Input records:
[Start of section]
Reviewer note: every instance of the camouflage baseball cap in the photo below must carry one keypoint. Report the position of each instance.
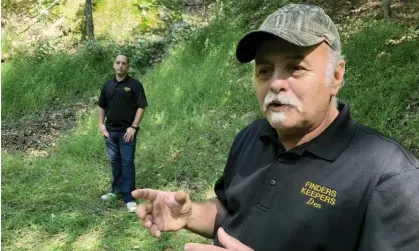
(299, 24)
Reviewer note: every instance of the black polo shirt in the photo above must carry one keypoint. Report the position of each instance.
[End of section]
[Start of section]
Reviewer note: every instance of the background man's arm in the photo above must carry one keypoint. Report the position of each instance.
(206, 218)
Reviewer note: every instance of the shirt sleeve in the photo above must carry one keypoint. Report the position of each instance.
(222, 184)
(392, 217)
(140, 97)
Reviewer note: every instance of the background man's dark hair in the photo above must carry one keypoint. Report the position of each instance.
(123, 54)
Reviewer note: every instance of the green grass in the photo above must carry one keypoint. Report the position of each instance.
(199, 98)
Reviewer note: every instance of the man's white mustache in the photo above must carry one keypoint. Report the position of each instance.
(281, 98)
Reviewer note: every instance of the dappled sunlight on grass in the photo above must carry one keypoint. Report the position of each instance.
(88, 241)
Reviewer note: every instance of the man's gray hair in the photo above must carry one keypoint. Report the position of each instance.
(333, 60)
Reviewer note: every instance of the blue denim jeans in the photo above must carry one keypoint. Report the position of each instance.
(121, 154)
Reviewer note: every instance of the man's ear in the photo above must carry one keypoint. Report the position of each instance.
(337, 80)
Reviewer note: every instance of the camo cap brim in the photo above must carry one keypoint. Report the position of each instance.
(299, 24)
[End of section]
Problem to solve: Quote the data above exactly from the line with "Reviewer note: every instance of the camouflage" to the line with "Reviewer note: every instance of the black", both ends counted, and nothing else. Pictures don't go in.

Output of the task:
Reviewer note: every instance of the camouflage baseball cap in the photo below must carry one keypoint. Report the position of each instance.
(299, 24)
Reviewer note: every instance of the black polo shirt in the photo above must carry one keypoint. Report the position of each instance.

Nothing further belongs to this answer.